* [WORK INSTRUCTIONS]: Continue the R boot camp slides from the point where they end.

* [GIVEN PASSAGE]:
Computation Boot Camp

Patrick Cahan

Objectives

  1. Nudge you towards proficiency and comfort with big data analysis
  2. Develop culture of 'soups-to-nuts' reproducibility in our analytics

Course website: http://cahanlab.org/intra/training/bootcampJune2016/

Course schedule

  1. Monday: Intro to R and making simple, pretty presentations
  2. Tuesday: Data wrangling
  3. Wednesday: Unsupervised analysis
  4. Thursday: Supervised analsyis
  5. Friday: wrap up

Daily schedule

  • Morning: Background to topic, tutorials
  • Break: lunch, do what you need to do
  • Afternoon: Work on assignment (individually) that you will present the following morning

Inspiration and resources for this course

What is R?

  1. R is a language and environment for statistical computing and graphics
  2. There are hundreds of user-contributed packages
  3. Interpreted, not compiled

Cran: https://cran.r-project.org/

Launch R from your Terminal

Meet your new friend, Terminal

Basic interactions with the shell

List the contexts of your current working directory

ls -laht

Make a new directory, or folder, and 'go there':

mkdir ~/bootcamp2016/
cd ~/bootcamp2016
mkdir day1
cd day1

Now launch R

R

How I interact with R

  1. Evernote for writing code, then cut and paste into terminal.
  2. Text editor (Sublime 2) for writing functions

How this all works

In slides, a command (we'll also call them code or a code chunk) will look like this

print("I'm code")
## [1] "I'm code"

And then directly after it, will be the output of the code. So print("I'm code") is the code chunk and [1] "I'm code" is the output.

R is a calculator

2 + (2 * 3)^2
## [1] 38
(1 + 3) / 2 + 45
## [1] 47

Sequences and functions

1:10
##  [1]  1  2  3  4  5  6  7  8  9 10

1:10 is equivalent to the seq function

seq(from=1,to=10,by=1)

* [DATA LINES]:
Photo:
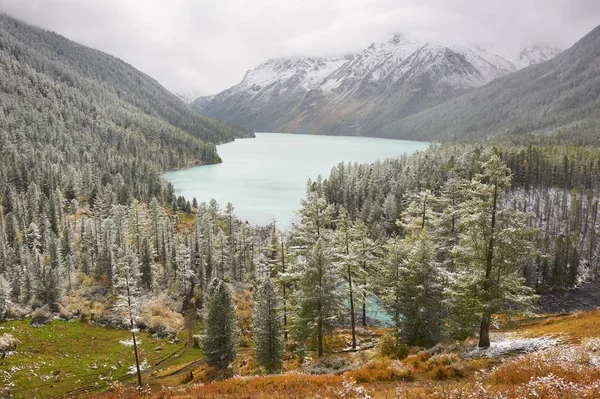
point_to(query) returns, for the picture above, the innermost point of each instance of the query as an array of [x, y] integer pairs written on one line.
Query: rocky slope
[[360, 93]]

* [TASK RESPONSE]:
##  [1]  1  2  3  4  5  6  7  8  9 10

Help

To learn more about a function, use help

?seq

Variables

Most of the time you want to capture the results of a computation. Variables

  1. Create variables from within the R environment and from files on your computer
  2. Use "=" or "<-" to assign values to a variable name
  3. Case-sensitive
x <- rnorm(1e4, mean=0, sd=2) # result does not get sent to output

R's listing function, ls:

ls()
## [1] "x"

Variables and a bit of plotting

Things can be done with variables

mean(x);
## [1] 0.03374283
hist(x);

plot of chunk unnamed-chunk-12

Variable classes

  • Classes define the structure of a variable, and the set of operations or functions that can performed on them
  • vector and matrix are classes
  • data.frame is one of the most frequently used classes of R variables
  • data.frame is like a spreadsheet. Rows are entities and columns are variables characterizing that entity.
  • data.frames are somewhat advanced objects in R

  • Here we introduce "1 dimensional" classes; these are often referred to as 'vectors'

  • Vectors can have multiple sets of observations, but each observation has to be the same class

class(x)
## [1] "numeric"
y = "mistakenly, embryomics, smoogy boogy"
print(y)
## [1] "mistakenly, embryomics, smoogy boogy"
class(y)
## [1] "character"

combine (C)

The function c() collects/combines/joins single R objects into a vector of R objects. It is mostly used for creating vectors of numbers, character strings, and other data types.

x <- c(1, 4, 6, 8)
x
## [1] 1 4 6 8
class(x)
## [1] "numeric"

Length ...

length(): Get or set the length of vectors (including lists) and factors, and of any other R object for which a method has been defined.

length(x)
## [1] 4
y
## [1] "mistakenly, embryomics, smoogy boogy"
length(y)
## [1] 1

Operating on vectors

x <- rnorm(1e4, mean=0, sd=2)
hist(x)

plot of chunk unnamed-chunk-20

x <- x + 10 
hist(x)

plot of chunk unnamed-chunk-21

Let's try this out...

Download data from http://www.cahanlab.org/intra/training/bootcampJune2016/misc/character-deaths.csv



Load the data, modify path accordingly...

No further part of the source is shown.